● **Exercise aim**
Please return all lines from the records below that include the string "outline".

● **Input**
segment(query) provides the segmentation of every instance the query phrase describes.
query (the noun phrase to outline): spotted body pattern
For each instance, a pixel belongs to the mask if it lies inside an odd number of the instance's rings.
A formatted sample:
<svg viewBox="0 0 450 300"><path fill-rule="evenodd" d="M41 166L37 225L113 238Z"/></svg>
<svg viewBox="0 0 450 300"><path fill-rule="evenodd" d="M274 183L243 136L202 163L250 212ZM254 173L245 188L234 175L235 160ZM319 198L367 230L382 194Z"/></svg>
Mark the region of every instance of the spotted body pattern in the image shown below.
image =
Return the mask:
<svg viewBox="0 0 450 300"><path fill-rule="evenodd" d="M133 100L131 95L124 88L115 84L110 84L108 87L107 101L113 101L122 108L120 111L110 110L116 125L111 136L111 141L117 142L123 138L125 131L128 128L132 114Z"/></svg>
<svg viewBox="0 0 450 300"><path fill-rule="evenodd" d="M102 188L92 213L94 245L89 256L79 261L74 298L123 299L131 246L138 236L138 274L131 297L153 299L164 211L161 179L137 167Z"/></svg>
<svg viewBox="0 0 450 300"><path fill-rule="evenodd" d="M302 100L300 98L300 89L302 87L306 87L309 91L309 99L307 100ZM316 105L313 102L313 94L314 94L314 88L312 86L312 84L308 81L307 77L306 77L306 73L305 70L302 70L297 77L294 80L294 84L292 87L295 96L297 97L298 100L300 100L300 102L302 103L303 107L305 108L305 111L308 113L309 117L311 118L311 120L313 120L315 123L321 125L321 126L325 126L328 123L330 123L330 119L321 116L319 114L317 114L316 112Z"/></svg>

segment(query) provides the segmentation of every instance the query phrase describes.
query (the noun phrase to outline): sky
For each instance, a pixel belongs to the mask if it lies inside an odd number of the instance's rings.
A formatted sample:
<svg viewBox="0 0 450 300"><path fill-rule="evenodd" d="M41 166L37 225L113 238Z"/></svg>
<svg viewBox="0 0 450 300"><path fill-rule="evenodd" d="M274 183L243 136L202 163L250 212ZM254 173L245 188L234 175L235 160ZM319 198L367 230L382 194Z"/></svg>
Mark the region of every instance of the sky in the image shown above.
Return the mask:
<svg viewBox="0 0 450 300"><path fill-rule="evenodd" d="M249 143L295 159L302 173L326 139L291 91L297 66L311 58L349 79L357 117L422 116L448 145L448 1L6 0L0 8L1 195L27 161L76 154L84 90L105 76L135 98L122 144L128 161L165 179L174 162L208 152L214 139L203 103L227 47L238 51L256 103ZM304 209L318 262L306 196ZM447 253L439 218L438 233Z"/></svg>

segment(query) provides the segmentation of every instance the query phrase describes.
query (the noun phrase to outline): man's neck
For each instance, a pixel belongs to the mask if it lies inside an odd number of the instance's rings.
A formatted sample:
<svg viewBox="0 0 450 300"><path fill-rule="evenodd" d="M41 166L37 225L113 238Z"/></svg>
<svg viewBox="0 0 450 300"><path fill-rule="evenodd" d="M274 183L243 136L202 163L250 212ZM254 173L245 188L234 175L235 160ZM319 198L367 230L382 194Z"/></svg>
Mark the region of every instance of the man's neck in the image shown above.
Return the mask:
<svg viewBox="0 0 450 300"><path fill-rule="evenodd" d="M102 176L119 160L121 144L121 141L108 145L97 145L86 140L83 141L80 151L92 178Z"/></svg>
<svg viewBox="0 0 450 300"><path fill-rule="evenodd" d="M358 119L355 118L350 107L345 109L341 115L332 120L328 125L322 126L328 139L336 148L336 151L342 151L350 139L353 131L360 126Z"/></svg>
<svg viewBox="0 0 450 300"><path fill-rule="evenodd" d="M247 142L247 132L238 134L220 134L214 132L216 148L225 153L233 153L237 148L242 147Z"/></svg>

● **Written response**
query (the noun phrase to outline): spotted body pattern
query (the noun phrase to outline): sky
query (the noun phrase to outline): man's neck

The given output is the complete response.